**TEXT PROVIDED**
§ §

Comments and Suggestions for Authors

Manuscript ID MARINEDRUGS-2613638, entitled "Alcalase-Assisted Mytilus edulis Hydrolysate Prevents Dexamethasone-Induced Muscle Atrophy In Vitro," is, in my opinion, a well-prepared and presented scientific work. It presents the potential of AMH in the recovery from muscle atrophy. I believe that the content of the manuscript corresponds to the profile of the journal MARINEDRUGS. The manuscript is written in the correct language, properly organized, and divided into chapters. The background was properly defined by the authors. The purpose and scope of the research are clearly stated. The authors used appropriate statistical tools to show the significance of differences between the analyzed variables. In my opinion, the manuscript requires a corrections and additions. My critical remarks below:

1. Introduction needs to be separated into four distinct paragraphs, 1st paragraph: problem statement, 2nd: current solution and limitation, 3rd: proposed solution and 4th: aims and objectives of this research paper.

§ §

**EXCERPTED RECORDS**
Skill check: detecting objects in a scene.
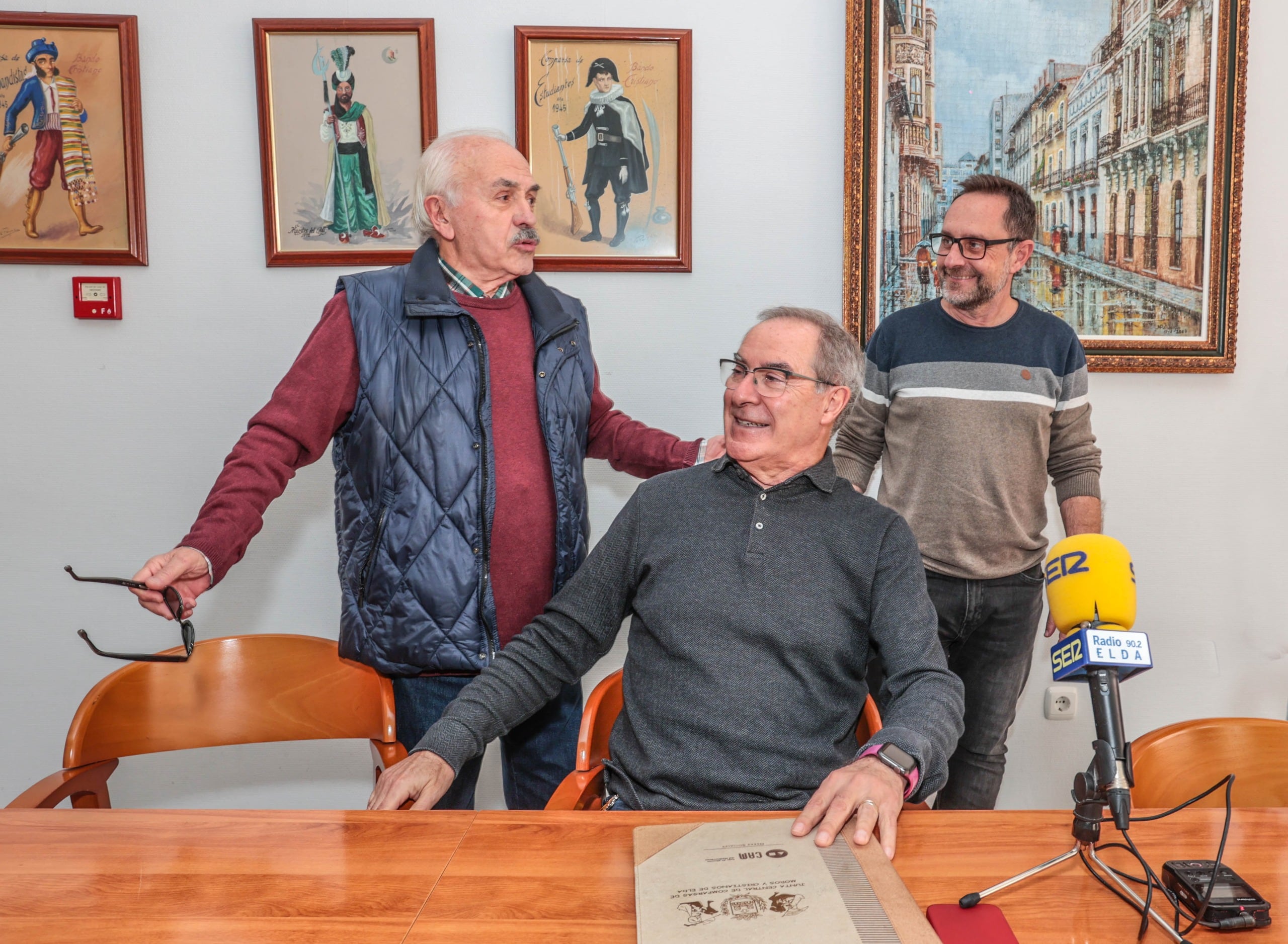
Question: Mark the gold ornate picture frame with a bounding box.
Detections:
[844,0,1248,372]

§ §

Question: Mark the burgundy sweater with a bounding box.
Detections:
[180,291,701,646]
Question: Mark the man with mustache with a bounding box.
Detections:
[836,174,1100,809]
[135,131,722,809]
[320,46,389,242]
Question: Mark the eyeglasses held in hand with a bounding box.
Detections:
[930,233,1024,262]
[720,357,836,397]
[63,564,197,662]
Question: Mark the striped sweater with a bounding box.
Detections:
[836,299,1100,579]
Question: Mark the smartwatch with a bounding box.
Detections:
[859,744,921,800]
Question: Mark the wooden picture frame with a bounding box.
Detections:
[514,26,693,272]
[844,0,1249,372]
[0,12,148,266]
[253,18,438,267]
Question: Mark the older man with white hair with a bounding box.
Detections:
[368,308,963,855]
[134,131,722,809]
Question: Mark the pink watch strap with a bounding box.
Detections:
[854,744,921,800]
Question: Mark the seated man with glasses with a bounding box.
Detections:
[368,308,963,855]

§ §

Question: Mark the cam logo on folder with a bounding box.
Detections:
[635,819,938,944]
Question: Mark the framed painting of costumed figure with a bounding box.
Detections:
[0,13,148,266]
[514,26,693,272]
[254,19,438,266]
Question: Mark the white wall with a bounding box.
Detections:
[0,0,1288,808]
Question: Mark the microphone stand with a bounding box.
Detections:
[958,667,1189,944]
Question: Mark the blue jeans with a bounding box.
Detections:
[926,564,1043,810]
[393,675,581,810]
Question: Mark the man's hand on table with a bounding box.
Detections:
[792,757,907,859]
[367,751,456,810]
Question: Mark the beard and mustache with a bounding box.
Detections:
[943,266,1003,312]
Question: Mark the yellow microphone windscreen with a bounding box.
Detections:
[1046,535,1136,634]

§ §

**WHAT YOU ARE ASKED TO DO**
Retype the passage of the manuscript review starting at "1. Introduction needs" and ending at "this research paper.".

**EXERCISE ANSWER**
1. Introduction needs to be separated into four distinct paragraphs, 1st paragraph: problem statement, 2nd: current solution and limitation, 3rd: proposed solution and 4th: aims and objectives of this research paper.